Work to complete
[A] In the O'Meara biography, what was the Nenagh Hospital Action Group formed to oppose, according to the text?
[B] Please list every general election the O'Meara biography says she contested for Dáil Éireann, with the year and the vote share given for each.
Study text START
Irish former politician (born 1960)

Kathleen O'Meara (born 24 January 1960) is an Irish former Labour Party politician. She was a member of Seanad Éireann from 1997 to 2007. On both occasions she was elected by the Agricultural Panel.

==Career==
During the mid-1980s, O'Meara worked for the Labour Party. In 1988, she began working as an RTÉ journalist.

At the 1997 general election, O'Meara was an unsuccessful candidate in the Tipperary North constituency. At the 1999 local elections, she was elected to Nenagh Town Council. She was a candidate again for Dáil Éireann at the 2002 general election, increasing her share of the vote from 10.3% to 13.5%, but again failing to be elected.

During her second term in the Seanad (2002–2007) O'Meara came to national prominence as a health campaigner. She drove the Nenagh Hospital Action Group, one of many groups formed to oppose Government health policy, contained in the Hanly report, to remove emergency services from smaller general hospitals. She was the Labour Party's front-bench spokesperson on Childcare from 2003 to 2007. She was the whip of the Labour group in Seanad Éireann. She was an unsuccessful candidate at the 2007 general election for Tipperary North, getting 10.3% of the vote. She did not contest the Seanad elections in 2007.

Following the 2007 election, O'Meara set up Alchemy Communications, a consultancy, with two other experienced public relations and communications consultants. Since September 2008, she is head of Advocacy and Communications for the Irish Cancer Society.

In 2011, O'Meara unsuccessfully sought the Labour Party nomination for the 2011 presidential election. The nomination went to party president and former TD, Michael D. Higgins.

==Personal life==
O'Meara was born a triplet, and the identical twin of journalist Aileen O'Meara. She is a graduate of NUI Galway. She is married and has two children with her husband Kevin.
Study text END
Material supplied START
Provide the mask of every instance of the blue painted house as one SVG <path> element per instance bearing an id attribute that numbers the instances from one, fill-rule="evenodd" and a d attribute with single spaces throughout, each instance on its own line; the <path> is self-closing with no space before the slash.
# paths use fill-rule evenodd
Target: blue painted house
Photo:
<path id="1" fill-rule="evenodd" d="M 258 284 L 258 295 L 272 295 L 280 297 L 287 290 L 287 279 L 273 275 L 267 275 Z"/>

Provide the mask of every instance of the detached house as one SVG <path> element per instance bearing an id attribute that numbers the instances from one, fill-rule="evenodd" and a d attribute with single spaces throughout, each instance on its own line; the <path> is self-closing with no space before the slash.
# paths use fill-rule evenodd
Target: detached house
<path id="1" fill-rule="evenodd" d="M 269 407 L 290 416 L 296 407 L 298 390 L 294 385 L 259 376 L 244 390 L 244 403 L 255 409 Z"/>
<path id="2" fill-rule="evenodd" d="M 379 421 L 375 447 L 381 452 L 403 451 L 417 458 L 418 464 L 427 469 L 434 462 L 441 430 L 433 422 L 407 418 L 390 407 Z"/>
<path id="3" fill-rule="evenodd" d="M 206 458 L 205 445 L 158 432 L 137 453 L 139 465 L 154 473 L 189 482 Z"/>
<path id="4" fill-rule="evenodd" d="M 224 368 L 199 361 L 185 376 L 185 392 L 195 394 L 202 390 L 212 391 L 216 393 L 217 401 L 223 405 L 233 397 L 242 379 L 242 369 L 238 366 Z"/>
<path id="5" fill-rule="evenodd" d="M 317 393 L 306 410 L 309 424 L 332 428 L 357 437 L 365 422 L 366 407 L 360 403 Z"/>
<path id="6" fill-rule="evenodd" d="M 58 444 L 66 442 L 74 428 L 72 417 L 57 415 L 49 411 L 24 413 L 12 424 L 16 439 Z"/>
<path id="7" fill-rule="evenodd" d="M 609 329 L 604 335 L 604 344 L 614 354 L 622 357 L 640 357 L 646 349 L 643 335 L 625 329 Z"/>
Material supplied END
Solution set
[A] It was one of many groups formed to oppose Government health policy, set out in the Hanly report, that would remove emergency services from smaller general hospitals.

[B]
- 1997 general election (Tipperary North): 10.3%, not elected
- 2002 general election: 13.5%, not elected
- 2007 general election (Tipperary North): 10.3%, not elected